PAGE
[BEGIN]

ORIGINAL: marcuswatney
Toyohara is in fact an inland town 1NE of its present position on the map. The name of the port was Otomari, rendered Odomari in my atlas. Is there any evidence that this port was ice-bound? Since it is in a different weather zone from the others, it seems unlikely. There was even a rail-line coming out of Odomari, going 1NE then 1NW, but it went no further than that one-hex neck of Karafuto.
I agree it is inland, but it is not that far inland. Maybe Toyohara was bigger than Otomari, and hence gave its name to the place ?
Patrice, it looks like your atlas and mine are at war over Alexandrovsk. Mine definitely shows it 2W, with the Sakhalin port identified as Dui.
Yes, but look at Google Earth. It shows it on the postion my atlas indicates. 50° 54' N, 142° 9' E.
The railway at the extreme northeast of Korea is wrong. The ports of Seishin and Rashin (the latter right up at the Soviet border) were extremely important to the Japanese as the most direct route from the home islands to Harbin and Kirin. That is why they fought the Soviets for Changkufeng in 1939. At the point where the rail-line goes inland, delete that spur that continues along the coast. Add a spur from Rashin to 1NW to connect with the existing rail-line. Seishin and Rashin were small ports, but together I think they should be recognised with a small port symbol at Rashin, adjacent to the border. They were the main route for reinforcements into Manchuria.
Agreed for the railway, but not for the Port. No port is needed to unload units. Either AMPH are used, and in basic game any unit can land on any hex. We try to limit the extra ports compared to the WiF FE maps, as the ports have significant advantages.

[END]

PROVIDED INFORMATION
[BEGIN]

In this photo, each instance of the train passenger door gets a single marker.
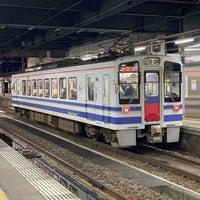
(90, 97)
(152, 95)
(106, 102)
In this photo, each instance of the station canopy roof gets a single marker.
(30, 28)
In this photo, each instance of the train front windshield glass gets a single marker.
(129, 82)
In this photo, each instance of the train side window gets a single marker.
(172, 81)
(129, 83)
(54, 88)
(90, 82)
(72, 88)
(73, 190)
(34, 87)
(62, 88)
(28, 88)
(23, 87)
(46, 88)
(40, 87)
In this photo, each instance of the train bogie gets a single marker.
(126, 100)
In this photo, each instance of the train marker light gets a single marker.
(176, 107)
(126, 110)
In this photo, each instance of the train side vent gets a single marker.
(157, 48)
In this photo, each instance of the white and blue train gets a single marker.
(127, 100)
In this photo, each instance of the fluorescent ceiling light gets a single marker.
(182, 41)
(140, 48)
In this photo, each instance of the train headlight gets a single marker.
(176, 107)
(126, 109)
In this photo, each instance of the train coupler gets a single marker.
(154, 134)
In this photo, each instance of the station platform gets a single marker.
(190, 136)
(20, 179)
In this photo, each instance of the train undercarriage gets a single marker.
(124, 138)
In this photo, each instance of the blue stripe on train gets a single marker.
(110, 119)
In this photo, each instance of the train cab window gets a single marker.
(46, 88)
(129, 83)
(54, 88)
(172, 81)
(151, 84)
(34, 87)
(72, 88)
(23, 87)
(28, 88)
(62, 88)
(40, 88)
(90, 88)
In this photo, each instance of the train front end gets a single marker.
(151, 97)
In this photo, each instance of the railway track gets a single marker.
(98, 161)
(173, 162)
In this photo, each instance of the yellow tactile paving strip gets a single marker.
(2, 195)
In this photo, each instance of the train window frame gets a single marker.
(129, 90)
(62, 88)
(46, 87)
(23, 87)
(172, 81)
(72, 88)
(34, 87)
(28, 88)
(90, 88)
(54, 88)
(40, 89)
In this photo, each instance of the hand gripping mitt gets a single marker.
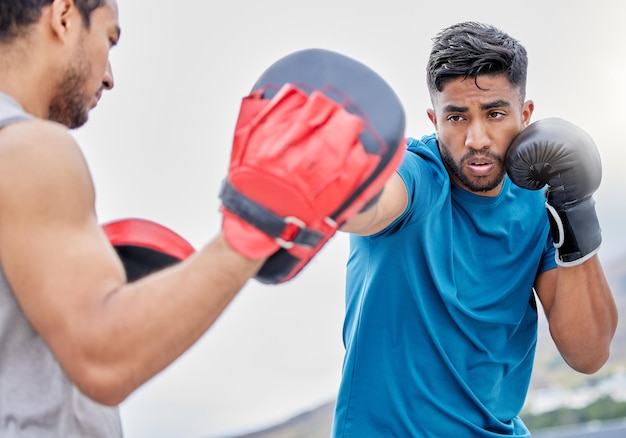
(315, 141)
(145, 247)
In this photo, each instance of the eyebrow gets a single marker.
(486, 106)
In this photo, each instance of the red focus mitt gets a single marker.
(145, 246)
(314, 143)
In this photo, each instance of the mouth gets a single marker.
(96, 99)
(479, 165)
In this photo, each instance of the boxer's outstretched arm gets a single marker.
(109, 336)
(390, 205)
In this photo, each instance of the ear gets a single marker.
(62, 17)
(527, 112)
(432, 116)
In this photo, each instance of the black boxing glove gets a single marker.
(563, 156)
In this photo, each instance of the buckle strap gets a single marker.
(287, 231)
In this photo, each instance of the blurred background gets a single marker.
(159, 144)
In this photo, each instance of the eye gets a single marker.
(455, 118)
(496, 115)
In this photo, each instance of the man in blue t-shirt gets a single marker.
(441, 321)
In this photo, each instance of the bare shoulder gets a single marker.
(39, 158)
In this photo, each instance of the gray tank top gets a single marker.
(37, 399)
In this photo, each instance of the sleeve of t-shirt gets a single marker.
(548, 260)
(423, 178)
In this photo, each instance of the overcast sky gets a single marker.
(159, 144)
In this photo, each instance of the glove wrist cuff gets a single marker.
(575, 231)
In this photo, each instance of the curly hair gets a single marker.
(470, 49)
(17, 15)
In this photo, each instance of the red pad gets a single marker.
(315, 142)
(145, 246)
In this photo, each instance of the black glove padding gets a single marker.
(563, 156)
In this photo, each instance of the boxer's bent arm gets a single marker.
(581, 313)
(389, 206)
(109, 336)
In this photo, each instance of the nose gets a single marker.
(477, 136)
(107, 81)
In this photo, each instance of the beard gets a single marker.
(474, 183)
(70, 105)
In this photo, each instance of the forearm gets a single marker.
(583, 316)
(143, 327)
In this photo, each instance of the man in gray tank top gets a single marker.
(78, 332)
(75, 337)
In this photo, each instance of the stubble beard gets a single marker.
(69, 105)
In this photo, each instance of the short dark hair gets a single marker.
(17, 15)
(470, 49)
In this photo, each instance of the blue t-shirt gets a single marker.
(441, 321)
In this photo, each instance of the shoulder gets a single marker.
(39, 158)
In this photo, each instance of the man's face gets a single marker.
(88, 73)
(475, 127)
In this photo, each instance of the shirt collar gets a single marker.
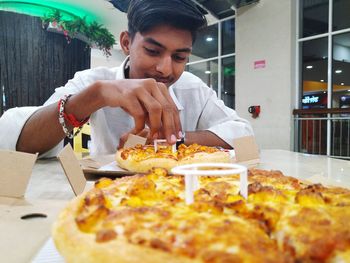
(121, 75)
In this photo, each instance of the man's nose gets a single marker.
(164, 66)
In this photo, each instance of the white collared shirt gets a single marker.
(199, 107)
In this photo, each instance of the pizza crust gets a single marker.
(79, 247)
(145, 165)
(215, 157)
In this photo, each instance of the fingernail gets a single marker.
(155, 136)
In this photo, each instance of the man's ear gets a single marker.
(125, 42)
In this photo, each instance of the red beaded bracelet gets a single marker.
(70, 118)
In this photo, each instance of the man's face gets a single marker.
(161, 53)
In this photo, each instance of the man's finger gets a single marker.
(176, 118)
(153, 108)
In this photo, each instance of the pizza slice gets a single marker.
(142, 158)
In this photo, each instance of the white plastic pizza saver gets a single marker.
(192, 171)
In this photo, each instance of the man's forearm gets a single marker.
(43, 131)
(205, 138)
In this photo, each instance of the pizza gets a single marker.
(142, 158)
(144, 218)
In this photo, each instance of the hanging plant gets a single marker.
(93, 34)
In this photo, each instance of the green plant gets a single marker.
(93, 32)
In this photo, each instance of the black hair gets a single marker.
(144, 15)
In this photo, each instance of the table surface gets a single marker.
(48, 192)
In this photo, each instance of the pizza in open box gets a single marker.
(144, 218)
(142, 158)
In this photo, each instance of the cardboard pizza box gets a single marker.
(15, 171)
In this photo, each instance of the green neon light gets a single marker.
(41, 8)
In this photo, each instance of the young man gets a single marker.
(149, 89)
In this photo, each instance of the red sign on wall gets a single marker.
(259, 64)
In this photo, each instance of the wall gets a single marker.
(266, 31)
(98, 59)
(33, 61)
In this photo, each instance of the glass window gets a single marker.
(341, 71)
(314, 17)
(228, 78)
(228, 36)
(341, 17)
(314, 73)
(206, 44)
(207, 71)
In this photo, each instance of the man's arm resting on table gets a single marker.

[END]
[BEGIN]

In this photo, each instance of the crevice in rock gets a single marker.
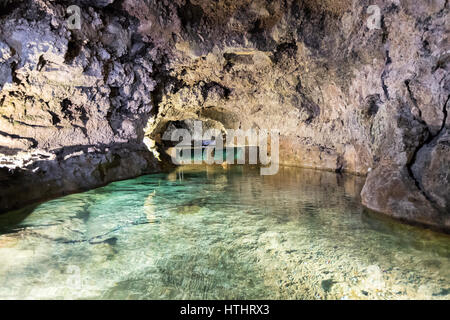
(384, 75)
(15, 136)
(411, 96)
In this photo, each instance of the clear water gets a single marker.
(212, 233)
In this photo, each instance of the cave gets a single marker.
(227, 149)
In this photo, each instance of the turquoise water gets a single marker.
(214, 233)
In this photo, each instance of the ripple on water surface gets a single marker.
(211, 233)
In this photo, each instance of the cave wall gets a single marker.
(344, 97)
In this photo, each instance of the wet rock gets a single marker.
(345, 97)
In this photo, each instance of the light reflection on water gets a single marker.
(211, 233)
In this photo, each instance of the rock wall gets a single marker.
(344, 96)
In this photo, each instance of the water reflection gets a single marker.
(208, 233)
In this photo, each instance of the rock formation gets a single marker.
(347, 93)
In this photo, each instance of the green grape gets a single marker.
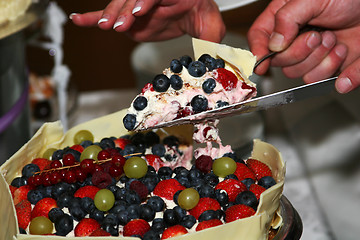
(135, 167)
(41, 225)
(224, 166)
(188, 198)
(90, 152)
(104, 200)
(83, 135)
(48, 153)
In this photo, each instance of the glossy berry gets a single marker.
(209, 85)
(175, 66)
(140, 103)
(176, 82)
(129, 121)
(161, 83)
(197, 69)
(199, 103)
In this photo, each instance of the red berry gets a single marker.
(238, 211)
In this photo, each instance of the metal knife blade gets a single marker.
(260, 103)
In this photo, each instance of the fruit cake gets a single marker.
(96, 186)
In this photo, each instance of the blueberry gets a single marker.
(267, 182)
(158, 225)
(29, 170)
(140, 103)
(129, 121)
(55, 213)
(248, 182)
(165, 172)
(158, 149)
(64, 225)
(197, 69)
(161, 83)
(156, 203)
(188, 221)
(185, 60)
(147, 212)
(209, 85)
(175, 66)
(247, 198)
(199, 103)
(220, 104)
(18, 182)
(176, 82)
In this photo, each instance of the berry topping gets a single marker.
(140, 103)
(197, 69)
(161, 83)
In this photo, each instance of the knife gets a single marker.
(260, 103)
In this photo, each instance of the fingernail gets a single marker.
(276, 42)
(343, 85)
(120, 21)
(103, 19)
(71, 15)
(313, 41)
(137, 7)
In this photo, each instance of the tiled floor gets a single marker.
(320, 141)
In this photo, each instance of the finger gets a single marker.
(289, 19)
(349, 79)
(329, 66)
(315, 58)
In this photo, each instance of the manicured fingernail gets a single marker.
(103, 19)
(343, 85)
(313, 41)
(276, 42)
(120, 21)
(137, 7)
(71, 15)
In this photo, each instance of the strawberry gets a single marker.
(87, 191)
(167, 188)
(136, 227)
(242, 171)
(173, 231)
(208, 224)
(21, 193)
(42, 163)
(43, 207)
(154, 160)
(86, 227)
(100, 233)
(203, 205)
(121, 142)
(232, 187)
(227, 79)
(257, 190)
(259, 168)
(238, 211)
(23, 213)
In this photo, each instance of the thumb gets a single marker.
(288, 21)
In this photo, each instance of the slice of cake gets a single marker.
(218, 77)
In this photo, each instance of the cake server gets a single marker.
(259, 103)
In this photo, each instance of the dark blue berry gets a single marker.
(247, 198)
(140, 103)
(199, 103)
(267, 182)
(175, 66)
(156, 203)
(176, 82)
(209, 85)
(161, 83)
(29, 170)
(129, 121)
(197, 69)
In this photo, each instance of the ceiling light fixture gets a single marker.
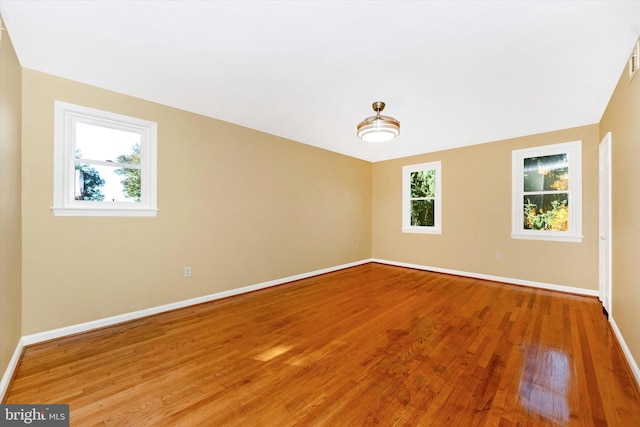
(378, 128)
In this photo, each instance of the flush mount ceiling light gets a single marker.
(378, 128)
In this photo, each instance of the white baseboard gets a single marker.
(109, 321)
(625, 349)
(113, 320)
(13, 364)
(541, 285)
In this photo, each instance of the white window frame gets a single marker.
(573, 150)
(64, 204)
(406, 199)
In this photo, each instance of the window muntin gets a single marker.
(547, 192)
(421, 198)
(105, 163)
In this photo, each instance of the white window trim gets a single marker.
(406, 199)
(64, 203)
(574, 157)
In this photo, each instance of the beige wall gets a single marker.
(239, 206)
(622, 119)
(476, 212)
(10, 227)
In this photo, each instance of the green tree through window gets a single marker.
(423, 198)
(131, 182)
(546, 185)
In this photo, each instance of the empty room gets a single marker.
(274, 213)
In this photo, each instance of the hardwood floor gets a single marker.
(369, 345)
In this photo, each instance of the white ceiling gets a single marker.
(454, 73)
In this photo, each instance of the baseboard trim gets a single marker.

[END]
[BEGIN]

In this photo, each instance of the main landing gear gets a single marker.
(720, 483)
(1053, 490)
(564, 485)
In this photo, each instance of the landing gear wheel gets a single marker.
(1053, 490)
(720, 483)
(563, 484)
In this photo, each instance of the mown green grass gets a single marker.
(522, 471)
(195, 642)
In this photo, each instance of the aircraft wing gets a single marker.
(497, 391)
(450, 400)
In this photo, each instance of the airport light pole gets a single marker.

[END]

SET OF TASKS
1 > In the map discussion, which two ports in northeast Korea are called the most direct route from the home islands to Harbin and Kirin?
2 > Rewrite the records between the line holding "In this photo, each instance of the green tree" and the line holding "In this photo, each instance of the baseboard", inclusive, keeping each request line and shifting every coordinate in the answers by adding 105 to both numbers.
The map discussion and the records are unrelated material.

TASK SOLUTIONS
1 > Seishin and Rashin.

2 >
In this photo, each instance of the green tree through window gets a single marker.
(528, 303)
(236, 287)
(651, 290)
In this photo, each instance of the empty room gets a single marker.
(379, 318)
In this photo, each instance of the hardwood floor gets a single marker.
(474, 450)
In this photo, each instance of the white ceiling gets a single marker.
(559, 178)
In this photo, each instance of the baseboard trim gets a single marker.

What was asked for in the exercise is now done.